:: ABOUT THIS EXERCISE ::
Reproduce the steroid-treatment post word for word from "So yesterday I" to "steroids, hate them.".

:: EXTRACT ::
==============================
Its amazing how many times I have Heard this sentence from doctors and nurses and just people who have no idea how it feels to go through a life threatening desease.
So yesterday I had to go to the eye clinic as my eyes are playing up due to the steroids I have been on for almost a year, which has caused me to put on 20 killos and my face has become huge in size of what it was which they call it moon face due to steroids. I have been living in someone else's body for the past year, each time I look in the mirror(which is not often) I dont have any idea who the person is looking back at me,is something out of a horror movie 🙂 I can just go on and on, bloody steroids, hate them.
Any way as I was seeing the specialist for the eye he had read in the notes that I am on steroids and he asked me some questions and asked to see a picture of me before the steroids, this has happened many times with other doctors too who seem very interested in what steroids can do to you and how they can affect each person mentally and physically, as I showed him the picture he couldn't believe his eyes as I look very different, he asked me to email him the pictures and also took some photos of me with his camera, i got very emotional looking at the pictures and asked him if he thinks I will be back to how I looked after i stop the steroids as he told me he gives lectures on steroids and seemed to have alot of knowledge about them;
His reply was that he was not sure whether I would have my face aback, but it was defenately BETTER THAN BEING DEAD.
==============================
:: DATASET EXCERPTS ::
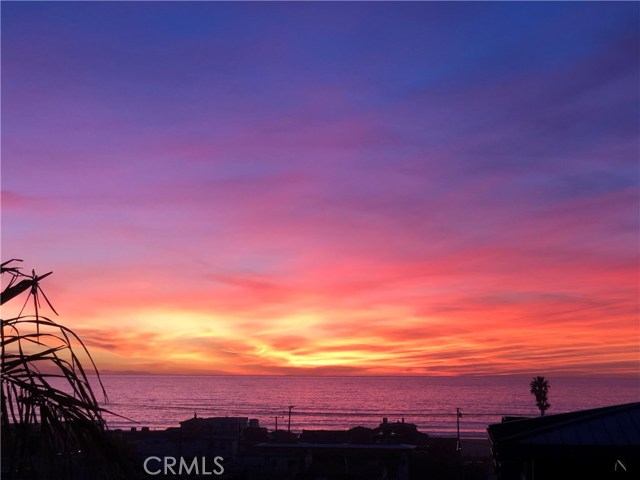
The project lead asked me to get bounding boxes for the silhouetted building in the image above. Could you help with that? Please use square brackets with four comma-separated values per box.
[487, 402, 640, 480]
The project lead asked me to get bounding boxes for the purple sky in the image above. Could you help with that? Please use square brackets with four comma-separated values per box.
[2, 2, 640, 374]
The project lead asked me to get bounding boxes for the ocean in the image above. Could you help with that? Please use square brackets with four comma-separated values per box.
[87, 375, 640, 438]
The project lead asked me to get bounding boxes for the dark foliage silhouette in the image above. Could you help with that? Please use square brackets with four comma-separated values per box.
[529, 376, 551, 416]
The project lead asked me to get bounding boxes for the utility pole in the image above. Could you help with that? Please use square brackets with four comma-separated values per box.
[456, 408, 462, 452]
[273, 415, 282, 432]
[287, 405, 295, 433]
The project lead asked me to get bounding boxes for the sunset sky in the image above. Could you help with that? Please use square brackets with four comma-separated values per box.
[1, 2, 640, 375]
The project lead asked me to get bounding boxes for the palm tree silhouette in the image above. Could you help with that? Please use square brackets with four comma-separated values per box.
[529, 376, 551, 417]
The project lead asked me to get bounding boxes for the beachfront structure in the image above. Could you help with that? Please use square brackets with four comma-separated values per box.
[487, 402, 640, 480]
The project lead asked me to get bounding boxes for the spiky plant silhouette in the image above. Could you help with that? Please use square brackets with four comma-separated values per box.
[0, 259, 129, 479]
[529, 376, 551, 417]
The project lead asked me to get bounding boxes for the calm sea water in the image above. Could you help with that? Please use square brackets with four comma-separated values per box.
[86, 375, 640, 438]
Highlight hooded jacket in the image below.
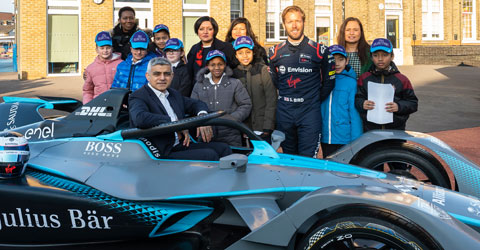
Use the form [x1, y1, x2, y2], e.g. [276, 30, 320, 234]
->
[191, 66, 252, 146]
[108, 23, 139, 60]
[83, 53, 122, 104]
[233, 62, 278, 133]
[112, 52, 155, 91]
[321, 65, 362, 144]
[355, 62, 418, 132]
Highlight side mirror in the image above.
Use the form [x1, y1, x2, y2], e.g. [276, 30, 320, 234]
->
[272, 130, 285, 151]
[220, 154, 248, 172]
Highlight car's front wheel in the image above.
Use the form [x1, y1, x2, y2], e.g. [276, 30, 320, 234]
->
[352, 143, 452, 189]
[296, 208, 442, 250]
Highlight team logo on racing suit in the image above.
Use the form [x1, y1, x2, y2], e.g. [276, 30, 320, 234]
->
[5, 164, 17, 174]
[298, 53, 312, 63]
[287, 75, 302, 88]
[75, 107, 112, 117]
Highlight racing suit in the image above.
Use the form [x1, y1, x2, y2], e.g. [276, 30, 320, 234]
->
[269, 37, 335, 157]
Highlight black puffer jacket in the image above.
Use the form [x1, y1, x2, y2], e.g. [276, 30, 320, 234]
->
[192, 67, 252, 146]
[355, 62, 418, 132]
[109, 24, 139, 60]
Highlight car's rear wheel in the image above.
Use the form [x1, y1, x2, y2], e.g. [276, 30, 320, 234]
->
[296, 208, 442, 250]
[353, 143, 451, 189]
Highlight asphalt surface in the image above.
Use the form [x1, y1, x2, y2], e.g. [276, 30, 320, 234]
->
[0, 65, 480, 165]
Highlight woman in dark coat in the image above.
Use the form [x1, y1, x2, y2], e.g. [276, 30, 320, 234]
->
==============================
:: ANSWER BELOW ::
So yesterday I had to go to the eye clinic as my eyes are playing up due to the steroids I have been on for almost a year, which has caused me to put on 20 killos and my face has become huge in size of what it was which they call it moon face due to steroids. I have been living in someone else's body for the past year, each time I look in the mirror(which is not often) I dont have any idea who the person is looking back at me,is something out of a horror movie 🙂 I can just go on and on, bloody steroids, hate them.